* **YOUR INSTRUCTIONS**
Please read the records below and return each line holding the string "Where".

(Phrase grounding data)
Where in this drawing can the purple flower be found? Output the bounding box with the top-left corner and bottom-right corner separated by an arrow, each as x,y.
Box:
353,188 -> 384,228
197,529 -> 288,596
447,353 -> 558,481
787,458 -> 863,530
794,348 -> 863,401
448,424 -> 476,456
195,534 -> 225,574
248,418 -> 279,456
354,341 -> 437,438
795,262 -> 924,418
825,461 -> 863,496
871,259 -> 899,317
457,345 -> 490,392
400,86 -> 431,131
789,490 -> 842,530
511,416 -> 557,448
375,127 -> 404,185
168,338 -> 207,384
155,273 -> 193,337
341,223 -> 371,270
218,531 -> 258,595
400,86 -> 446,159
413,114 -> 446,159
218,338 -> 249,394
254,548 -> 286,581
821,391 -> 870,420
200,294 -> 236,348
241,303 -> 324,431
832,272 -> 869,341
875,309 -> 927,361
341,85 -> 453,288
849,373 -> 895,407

--

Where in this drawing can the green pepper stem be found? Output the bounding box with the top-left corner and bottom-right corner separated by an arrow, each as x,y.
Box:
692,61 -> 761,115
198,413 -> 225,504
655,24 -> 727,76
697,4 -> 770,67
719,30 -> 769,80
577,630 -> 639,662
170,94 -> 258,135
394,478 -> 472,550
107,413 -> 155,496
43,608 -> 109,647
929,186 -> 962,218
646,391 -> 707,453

* **REPLY TO THE EXERCISE**
Where in this drawing can the purple flower be found? Output the bounding box with the top-left corner and bottom-right corner separated by an arrow, each as x,y.
Where in this drawing can the green pepper stem be found? Output the bounding box with the top-left corner and bottom-right corner separated by an arrow, each as x,y.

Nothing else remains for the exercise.